The inspiration for today’s blog came, randomly, from my medicine cabinet.

To backtrack, last weekend was a busy, fun-filled time in Chicago and South Bend with my friend Esther and at the Notre Dame football game with Leon’s friends.  As I wrote in my last post, taking a trip to both a big city and smaller city can feel like you’re taking two trips in one, and this was no exception.  Leon and I did everything that weekend from chow down on Chicago deep dish pizza to tailgate to enjoy the sight of Indiana’s picturesque farmland.

When we got back to D.C., it was time to jump into another busy week.  Leon had a conference in North Carolina all week, and I had several things going on at work.  Not to mention that it rained all week in D.C. and the Metro was plagued with problems, meaning endless delays and listening to unnerved fellow passengers describe their frustrations in choice words.

Needless to say, Friday morning I was pretty tired.  I stood in front of my bathroom mirror getting ready for work, when I asked myself the question that I ask every morning:  What do I want to smell like today?

WHAT TO DO -
Extend the blog post about the busy week and the medicine cabinet, picking up right after the question it ends on.

MATERIAL SUPPLIED -
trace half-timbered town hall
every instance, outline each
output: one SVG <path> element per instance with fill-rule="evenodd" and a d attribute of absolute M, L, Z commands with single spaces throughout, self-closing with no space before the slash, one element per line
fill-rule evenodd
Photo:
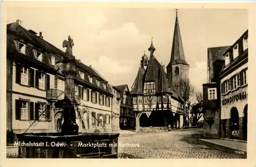
<path fill-rule="evenodd" d="M 177 12 L 173 38 L 167 73 L 154 54 L 156 48 L 153 41 L 148 48 L 149 58 L 145 53 L 141 57 L 131 90 L 137 130 L 140 127 L 183 126 L 185 103 L 182 92 L 175 86 L 179 82 L 177 80 L 188 79 L 189 65 L 185 60 Z"/>

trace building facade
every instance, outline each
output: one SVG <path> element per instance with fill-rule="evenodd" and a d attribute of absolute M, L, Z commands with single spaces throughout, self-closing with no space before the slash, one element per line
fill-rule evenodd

EXPECTED ANSWER -
Scientists say that scent and memory are connected, and I can say without a doubt that it’s true.  This morning, for instance, I reached for my bottle of Shalimar perfume–sandlewood, vanilla, and musk blended into a warm scent that reminds me of my childhood in Texas.  My mother has worn Shalimar since she was a teenager, and I started wearing it as a child as well.  Whenever I miss my family or my homeland, it brings me comfort to spray on some of that scent I smelled so much growing up.

After I spritzed myself with Shalimar this morning, I thought about other scents that hold special meaning. There’s Love Spell, the body splash from Victoria’s Secret that my friends and I were obsessed with in college and that smells, according to my former coworker Ken, like “a Strawberry Patch doll.”  Whenever I smell smoky incense, I am transported back to Asia or northern Africa–I still have incense sticks that I picked up at markets in Egypt, India, Thailand, and Indonesia, and whenever I need a taste of the exotic I use one of those.  Smelling anything from the store Lush, especially the fantastic pink-hued “Rock Star” soap, makes me reminisce about graduate school days in London.  Lavender takes me back to France, where the purple stalks grow everywhere and perfume the air itself.  Prada’s Amber perfume reminds me of a girls’ trip with my mother and sister-in-law through Italy; its distinct scent reminds me of strolling through the winding cobblestone streets of Europe.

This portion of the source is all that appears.